Passage to read
= = = =

Monday, July 22, 2013

Tailing off limply



Not much today. Shattered and have a need for silence – but also can’t finish without the last day. But I’ve gone all terse. Not very articulate.

Yesterday was fun. Great morning/afternoon with Mary and Greg, over from London and making the ultimate sacrifice of being on the Eurostar during the final sprint. Thank you guys – so lovely to see you!


In the grand stands above the Champs Elysees was busy, baking and, frankly, hard work. We got there at 5pm, with estimated arrival of cyclists from 8pm. The sun was fierce and Tam had had enough and so had I. Tam spiralled into madness then suddenly fell asleep for two hours, thank god. When the cyclists arrived we saw two of the laps of the circuit from our spot near the finish. Very exciting. Then I had a fight with a random man – the rare loss of my temper, never very pleasant. I decided both of us had had it. We walked back to our hotel (no mean feat) and watched Kittel take it, and then the podium and laser show, from our beds. I felt no sadness about doing this – we saw more and I killed nobody.


Good for Kittel! Poor old Cav though. I don’t mind him not winning – and I was pretty sure he wouldn’t today anyway, given the tenor of the whole Tour for him – and in fact it’s kind of good for him to come down a few pegs. But the press has been pretty bad for him, and I don’t like people being slagged off by everyone, so I feel sorry for him in the next few days. He must be glad it’s all over.


Scary woman met Quintana last night. She said he was very arrogant for one so young. I wondered if she had any idea how terrifying she is when she talks – poor Nairo must have wanted to run for the hills. Anyway, I don’t buy into the idea that sportspersons must be friendly and welcoming and open characters if that is what they are not. It’s nice when they are … but if you ain’t Pollyanna what’s the point in trying? Can’t you be yourself and have other valuable skills than just warmth at first meeting of strangers?
 
Anyway, Tam and I have had breakfast and are now back in bed. Enough.


All in all, I’d do the group thing again, provided I could blog to protect my soul. It was tough, but I learnt a lot and it made me practise and improve my poor social skills. And Tam – well. It was a big thing to ask of her, and bar a couple of meltdowns she’s shown enormous flexibility and maturity. There were times I would have liked her to disappear but, on balance, travelling with her is a joy – and luckily one I have many more years to enjoy yet.

Thanks for reading this blog – I hope it has been interesting/informative/entertaining. I don’t think I could have managed a group tour without it.

Saturday, July 20, 2013

Chapeau Froome! And trains! I LOVE TRAINS!



Today has so far been all about Tam. I thought it was a good tactic to make her sleep at 7pm last night. So she’s had 13 hours passed out and is seriously perky. I am thus now badly regretting my strategy, as I’m NOT seriously perky.

Tam is half me and half Bunna – unsurprisingly. Bunna and I are absolutely chalk and cheese – it didn’t last forever but the miracle is that it lasted at all – and I say that with great respect and affection for my ex-husband. As a couple I used to think of us as a martini. Bunna is almost pure vermouth. I am a gin bottle that the cocktail maker has barely shown the vermouth to.

= = = =

Data extract
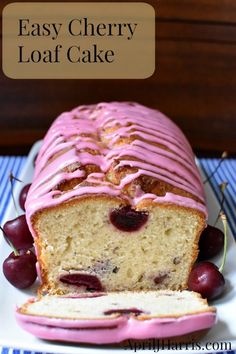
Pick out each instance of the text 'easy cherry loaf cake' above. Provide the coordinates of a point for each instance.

= = = =

Things to do
**a)** List every Tour rider the Tour blog mentions by name.
**b)** Please rewrite the paragraph of the Tour blog beginning "In the grand stands above the Champs Elysees" as a short bulleted list that keeps its main facts.
**c)** In the Tour blog, how many hours did Tam sleep after being sent to bed at 7pm?

Answers to the problems
**a)**
- Kittel
- Cav
- Nairo Quintana
- Froome

**b)**
- The grandstands above the Champs Elysees were busy, baking hot and hard work.
- They arrived at 5pm; the cyclists were expected from 8pm.
- In the fierce sun, Tam spiraled into madness, then fell asleep for two hours.
- From a spot near the finish, they saw two laps of the circuit.
- The writer lost her temper and fought with a random man.
- They walked back to the hotel and watched Kittel win, then the podium and laser show, from bed.
- The writer felt no sadness about leaving, since they saw more that way.

**c)** 13 hours.